What needs to be done: How many lines of the records below contain the string "jersey"? Reply with the number alone.

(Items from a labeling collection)
------------------------------------------------------------
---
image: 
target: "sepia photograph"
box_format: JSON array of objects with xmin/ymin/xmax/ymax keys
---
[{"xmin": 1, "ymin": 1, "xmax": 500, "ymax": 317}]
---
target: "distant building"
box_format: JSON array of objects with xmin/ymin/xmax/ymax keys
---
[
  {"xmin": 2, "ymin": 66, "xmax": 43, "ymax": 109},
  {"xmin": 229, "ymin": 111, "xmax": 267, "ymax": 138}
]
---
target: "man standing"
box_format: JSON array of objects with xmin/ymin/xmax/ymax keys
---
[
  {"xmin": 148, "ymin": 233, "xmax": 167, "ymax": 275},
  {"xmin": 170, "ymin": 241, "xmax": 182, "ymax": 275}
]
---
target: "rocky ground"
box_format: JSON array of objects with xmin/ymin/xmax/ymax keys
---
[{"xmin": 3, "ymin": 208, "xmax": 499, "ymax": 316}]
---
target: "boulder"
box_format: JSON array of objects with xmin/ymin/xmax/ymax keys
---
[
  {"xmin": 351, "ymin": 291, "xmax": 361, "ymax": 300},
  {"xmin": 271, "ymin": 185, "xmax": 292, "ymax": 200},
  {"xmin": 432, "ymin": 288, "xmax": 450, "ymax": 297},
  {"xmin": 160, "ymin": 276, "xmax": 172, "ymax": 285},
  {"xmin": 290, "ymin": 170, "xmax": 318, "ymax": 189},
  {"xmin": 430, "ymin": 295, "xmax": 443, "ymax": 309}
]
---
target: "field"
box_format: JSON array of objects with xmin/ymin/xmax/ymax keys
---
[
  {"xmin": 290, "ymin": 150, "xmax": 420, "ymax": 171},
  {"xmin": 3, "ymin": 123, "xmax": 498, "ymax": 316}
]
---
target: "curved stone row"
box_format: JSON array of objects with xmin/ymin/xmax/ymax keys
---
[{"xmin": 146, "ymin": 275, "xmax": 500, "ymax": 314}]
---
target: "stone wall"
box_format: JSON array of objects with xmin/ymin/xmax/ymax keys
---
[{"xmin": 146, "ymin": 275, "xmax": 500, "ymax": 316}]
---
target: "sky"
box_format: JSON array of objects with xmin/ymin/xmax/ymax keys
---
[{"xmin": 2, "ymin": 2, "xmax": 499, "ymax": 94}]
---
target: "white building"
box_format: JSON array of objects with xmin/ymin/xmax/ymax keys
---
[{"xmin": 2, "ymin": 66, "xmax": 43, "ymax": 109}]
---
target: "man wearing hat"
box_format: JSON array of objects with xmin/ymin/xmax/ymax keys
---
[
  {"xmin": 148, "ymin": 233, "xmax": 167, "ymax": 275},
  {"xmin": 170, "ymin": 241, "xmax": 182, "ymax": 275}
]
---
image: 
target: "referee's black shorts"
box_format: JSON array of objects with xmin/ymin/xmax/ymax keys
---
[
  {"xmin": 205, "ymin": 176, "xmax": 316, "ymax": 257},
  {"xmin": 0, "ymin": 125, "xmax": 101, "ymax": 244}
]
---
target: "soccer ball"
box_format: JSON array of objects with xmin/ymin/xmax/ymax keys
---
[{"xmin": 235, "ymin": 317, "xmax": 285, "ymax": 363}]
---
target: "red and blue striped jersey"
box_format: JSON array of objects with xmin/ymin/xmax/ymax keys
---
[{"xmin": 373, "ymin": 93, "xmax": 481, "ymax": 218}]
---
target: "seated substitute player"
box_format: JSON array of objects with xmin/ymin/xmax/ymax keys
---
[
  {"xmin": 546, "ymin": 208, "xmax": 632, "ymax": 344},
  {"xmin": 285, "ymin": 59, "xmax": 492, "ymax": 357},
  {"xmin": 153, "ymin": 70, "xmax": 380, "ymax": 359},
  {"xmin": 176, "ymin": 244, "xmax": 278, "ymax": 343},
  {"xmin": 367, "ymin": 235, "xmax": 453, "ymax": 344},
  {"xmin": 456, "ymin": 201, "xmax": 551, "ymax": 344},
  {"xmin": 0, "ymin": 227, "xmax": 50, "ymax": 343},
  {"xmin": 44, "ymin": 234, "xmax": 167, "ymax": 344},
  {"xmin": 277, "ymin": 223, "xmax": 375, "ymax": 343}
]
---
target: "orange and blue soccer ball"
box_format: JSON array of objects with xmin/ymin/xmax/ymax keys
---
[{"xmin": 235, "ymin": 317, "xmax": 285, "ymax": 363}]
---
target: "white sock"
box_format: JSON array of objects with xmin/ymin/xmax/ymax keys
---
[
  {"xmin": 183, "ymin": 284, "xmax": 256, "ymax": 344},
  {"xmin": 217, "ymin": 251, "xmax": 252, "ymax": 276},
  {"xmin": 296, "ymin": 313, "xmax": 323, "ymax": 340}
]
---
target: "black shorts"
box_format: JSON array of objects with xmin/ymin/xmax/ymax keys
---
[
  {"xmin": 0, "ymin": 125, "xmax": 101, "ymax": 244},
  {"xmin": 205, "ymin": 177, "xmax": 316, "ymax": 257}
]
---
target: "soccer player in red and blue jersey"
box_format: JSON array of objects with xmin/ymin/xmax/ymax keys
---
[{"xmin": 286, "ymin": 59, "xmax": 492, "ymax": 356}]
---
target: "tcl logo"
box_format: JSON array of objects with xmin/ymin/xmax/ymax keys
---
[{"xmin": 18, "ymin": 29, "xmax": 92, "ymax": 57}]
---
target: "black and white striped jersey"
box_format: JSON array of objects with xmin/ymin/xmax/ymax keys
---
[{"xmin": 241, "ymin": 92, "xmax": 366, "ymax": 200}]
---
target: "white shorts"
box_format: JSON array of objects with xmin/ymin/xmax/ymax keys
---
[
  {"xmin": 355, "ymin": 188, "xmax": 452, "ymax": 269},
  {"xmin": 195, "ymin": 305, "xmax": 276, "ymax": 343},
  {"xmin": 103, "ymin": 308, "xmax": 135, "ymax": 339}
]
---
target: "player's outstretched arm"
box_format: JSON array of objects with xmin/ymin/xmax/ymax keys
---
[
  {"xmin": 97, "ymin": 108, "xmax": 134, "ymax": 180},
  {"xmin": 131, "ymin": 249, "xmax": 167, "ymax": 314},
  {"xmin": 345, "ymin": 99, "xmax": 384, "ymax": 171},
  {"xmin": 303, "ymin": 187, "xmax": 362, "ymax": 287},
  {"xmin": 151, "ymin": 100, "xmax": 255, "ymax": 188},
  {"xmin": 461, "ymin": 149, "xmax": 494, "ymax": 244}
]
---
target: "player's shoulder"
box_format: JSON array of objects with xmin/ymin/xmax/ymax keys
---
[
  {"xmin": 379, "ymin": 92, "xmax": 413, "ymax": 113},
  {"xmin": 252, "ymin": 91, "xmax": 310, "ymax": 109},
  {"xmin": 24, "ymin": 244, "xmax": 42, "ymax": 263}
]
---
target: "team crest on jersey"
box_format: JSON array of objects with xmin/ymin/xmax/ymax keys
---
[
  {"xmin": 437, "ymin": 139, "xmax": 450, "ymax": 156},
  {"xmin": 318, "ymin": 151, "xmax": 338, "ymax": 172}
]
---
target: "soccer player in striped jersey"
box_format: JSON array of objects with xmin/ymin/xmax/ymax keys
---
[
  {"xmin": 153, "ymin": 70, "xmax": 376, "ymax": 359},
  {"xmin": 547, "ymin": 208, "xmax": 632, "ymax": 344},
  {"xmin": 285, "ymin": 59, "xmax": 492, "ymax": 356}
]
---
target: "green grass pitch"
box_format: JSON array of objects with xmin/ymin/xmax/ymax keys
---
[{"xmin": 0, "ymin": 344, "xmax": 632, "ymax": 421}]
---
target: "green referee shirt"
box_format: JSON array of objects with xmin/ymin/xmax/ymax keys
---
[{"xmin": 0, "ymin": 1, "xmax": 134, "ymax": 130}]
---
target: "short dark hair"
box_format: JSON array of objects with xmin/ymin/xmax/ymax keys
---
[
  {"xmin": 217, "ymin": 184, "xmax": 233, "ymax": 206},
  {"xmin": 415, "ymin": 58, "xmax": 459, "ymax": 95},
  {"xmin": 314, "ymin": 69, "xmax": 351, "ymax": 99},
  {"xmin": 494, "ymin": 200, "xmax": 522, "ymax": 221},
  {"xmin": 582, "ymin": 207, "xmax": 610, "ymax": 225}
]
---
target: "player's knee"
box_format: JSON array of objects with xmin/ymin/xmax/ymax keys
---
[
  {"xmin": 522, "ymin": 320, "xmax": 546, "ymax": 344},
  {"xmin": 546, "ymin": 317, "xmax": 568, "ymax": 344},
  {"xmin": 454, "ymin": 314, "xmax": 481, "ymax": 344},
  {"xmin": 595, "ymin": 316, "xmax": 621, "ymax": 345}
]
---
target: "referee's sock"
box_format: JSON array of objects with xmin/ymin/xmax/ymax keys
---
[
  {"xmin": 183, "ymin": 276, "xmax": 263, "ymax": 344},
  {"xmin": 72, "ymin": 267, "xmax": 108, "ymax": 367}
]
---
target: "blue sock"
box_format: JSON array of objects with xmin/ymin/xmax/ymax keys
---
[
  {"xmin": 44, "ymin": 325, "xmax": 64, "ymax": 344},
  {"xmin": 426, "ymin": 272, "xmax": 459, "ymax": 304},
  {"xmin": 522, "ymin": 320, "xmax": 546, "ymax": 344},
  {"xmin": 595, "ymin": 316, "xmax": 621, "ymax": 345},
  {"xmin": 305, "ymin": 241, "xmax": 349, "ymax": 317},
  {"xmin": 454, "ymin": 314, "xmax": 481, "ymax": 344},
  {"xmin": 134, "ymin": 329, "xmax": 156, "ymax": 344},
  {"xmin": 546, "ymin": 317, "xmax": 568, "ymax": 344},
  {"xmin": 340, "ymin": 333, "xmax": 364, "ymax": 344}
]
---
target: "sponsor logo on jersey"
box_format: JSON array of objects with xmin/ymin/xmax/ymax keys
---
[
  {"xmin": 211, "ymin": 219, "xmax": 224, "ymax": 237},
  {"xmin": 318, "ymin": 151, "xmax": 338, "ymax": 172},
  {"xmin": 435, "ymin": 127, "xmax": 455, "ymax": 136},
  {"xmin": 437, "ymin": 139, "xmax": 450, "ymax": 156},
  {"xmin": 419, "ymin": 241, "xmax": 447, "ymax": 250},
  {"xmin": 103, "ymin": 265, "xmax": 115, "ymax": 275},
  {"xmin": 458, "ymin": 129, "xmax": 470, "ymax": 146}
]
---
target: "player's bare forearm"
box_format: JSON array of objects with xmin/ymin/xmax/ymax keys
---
------------------------------------------------------------
Result below: 6